** Start **

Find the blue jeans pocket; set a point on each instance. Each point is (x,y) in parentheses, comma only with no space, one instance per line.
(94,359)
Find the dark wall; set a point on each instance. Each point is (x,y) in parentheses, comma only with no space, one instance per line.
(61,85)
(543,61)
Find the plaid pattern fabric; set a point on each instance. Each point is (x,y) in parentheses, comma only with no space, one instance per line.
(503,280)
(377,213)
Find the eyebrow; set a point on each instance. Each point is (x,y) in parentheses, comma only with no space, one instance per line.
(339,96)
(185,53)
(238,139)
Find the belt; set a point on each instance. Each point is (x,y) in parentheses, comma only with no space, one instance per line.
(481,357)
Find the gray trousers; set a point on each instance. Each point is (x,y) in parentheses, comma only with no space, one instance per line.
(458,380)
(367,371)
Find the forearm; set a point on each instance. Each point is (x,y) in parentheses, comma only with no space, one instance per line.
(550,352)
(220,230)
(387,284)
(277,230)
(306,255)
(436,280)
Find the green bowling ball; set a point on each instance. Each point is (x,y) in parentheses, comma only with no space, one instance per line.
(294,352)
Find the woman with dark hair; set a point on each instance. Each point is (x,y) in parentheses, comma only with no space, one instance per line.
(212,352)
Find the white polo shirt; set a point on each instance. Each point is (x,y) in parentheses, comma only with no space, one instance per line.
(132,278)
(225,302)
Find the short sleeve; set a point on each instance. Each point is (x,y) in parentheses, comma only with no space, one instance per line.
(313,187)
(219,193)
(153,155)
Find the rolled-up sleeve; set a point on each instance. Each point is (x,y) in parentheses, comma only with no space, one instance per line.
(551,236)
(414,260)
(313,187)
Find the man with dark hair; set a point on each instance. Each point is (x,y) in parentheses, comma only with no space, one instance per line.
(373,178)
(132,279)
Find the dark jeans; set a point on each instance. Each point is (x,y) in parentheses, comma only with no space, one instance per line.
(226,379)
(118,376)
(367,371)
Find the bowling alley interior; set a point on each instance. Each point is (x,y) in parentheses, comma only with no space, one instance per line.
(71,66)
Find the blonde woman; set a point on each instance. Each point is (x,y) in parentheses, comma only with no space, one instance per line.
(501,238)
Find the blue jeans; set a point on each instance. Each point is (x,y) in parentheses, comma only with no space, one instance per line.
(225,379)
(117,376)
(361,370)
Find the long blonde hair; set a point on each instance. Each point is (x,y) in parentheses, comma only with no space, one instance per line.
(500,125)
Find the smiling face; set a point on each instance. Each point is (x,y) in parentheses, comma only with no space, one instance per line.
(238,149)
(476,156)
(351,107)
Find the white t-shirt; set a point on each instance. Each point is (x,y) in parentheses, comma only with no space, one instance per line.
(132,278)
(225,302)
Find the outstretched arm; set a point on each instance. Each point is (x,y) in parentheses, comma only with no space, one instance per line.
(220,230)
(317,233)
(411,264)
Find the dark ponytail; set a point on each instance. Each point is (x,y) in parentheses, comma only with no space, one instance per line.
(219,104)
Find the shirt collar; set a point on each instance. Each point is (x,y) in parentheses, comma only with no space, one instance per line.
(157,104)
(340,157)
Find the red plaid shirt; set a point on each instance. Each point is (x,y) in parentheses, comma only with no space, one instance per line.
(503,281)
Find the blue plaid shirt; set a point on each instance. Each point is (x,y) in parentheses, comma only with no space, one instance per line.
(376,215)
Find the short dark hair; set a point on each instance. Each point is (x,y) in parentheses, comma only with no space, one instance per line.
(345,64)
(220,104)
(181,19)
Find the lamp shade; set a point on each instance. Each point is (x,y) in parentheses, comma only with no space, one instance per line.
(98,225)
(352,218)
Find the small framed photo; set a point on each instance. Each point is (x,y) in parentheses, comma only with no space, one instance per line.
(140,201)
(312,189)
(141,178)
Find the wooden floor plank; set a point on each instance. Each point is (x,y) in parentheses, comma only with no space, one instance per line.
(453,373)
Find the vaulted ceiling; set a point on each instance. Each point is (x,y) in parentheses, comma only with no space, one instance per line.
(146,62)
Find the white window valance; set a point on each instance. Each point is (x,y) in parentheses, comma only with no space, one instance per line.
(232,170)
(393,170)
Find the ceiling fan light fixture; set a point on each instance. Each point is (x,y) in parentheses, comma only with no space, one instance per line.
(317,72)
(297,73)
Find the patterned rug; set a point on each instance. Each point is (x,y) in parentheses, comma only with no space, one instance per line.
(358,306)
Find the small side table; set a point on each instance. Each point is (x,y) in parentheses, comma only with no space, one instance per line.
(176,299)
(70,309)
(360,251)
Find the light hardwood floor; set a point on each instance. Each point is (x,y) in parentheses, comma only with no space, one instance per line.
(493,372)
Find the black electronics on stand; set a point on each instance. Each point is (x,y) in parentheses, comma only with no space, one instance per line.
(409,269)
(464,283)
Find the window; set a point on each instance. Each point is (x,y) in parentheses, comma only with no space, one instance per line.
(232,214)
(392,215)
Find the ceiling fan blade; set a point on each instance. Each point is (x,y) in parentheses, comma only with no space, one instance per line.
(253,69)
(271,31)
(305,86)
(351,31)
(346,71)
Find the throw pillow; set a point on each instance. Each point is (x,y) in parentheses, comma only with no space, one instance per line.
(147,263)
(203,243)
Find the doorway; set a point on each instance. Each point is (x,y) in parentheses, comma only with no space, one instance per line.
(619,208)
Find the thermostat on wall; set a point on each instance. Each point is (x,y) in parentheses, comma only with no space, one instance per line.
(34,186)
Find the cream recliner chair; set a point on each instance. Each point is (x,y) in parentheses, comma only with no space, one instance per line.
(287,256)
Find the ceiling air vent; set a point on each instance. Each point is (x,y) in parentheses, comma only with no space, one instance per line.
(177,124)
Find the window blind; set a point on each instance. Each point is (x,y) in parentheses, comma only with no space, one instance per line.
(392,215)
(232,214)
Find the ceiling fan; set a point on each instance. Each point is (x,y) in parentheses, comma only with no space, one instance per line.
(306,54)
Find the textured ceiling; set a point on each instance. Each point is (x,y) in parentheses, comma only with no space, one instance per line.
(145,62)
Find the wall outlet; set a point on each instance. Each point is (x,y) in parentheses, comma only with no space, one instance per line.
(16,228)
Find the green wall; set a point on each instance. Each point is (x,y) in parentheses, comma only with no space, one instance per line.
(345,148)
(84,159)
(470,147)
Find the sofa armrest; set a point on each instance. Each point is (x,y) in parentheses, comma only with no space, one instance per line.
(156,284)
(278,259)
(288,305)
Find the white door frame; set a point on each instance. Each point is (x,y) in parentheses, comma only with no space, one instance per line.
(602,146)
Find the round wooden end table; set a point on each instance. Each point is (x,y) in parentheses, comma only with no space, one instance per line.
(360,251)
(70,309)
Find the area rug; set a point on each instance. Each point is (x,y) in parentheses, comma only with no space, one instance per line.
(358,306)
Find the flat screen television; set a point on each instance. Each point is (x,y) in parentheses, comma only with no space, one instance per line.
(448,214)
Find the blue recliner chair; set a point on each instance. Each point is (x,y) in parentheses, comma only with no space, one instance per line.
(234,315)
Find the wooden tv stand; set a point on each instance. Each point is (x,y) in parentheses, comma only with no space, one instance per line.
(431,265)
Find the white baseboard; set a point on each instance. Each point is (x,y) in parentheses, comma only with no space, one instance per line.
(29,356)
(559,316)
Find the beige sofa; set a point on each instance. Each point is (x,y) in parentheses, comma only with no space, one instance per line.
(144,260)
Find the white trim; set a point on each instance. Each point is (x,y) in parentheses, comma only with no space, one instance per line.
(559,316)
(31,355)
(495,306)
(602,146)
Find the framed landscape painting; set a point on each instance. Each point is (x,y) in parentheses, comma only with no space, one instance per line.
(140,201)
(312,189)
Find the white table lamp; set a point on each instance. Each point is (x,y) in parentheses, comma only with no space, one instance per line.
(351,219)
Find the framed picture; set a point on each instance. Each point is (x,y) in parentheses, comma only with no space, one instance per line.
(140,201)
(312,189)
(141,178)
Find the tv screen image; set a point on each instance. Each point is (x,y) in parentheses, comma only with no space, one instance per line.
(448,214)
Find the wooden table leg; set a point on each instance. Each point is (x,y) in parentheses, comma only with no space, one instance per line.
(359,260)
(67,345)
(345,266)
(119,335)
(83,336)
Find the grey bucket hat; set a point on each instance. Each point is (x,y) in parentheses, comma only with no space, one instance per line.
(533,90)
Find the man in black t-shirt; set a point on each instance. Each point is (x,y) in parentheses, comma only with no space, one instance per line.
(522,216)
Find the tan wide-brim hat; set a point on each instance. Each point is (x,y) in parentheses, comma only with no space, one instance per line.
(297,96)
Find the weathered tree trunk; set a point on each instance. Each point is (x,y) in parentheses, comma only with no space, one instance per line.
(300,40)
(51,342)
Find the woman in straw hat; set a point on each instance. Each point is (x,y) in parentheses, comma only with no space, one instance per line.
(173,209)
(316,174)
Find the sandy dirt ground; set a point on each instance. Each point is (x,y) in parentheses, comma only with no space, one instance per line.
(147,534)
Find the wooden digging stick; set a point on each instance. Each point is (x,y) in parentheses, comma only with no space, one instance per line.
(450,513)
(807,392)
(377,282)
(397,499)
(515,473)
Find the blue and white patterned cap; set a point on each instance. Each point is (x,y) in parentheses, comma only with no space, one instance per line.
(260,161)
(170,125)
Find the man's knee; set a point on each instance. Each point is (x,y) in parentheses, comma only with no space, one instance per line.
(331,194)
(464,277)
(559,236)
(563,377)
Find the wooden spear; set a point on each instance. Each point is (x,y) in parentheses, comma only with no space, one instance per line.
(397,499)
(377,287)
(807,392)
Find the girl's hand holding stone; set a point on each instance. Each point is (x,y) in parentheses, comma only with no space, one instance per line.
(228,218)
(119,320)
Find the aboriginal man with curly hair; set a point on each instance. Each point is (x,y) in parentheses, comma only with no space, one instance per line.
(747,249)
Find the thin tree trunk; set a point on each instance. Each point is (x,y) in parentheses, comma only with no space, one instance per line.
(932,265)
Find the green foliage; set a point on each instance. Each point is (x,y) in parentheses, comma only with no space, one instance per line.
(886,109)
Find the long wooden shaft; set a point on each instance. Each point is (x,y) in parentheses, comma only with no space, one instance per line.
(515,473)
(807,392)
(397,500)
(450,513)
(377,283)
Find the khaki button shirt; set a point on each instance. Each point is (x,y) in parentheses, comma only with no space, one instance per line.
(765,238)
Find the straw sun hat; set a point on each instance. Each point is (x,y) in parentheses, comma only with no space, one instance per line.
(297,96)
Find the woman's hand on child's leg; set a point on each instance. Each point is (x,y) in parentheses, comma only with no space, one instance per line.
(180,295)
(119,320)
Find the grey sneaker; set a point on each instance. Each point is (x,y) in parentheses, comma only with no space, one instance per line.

** End **

From the line that contains "Find the khaki" down to the last line of the listing above, repeat each line exactly, and include nothing else.

▸ **RESULT**
Find the khaki button shirt; set a point on each instance. Each point is (x,y) in parentheses, comma only with no space, one instance per line.
(765,238)
Find the straw sun hat; set a point on each instance. Each point is (x,y) in parentheses, comma only with no space, one instance per line.
(297,96)
Find the woman's hand on child's leg; set a point on each instance. Each point is (x,y) in parentheses, comma only with no space, one instance per line.
(180,295)
(119,320)
Find the grey sneaker; set a point on each instance. Each point is (x,y) in parentheses, comma only with no space, one instance per line.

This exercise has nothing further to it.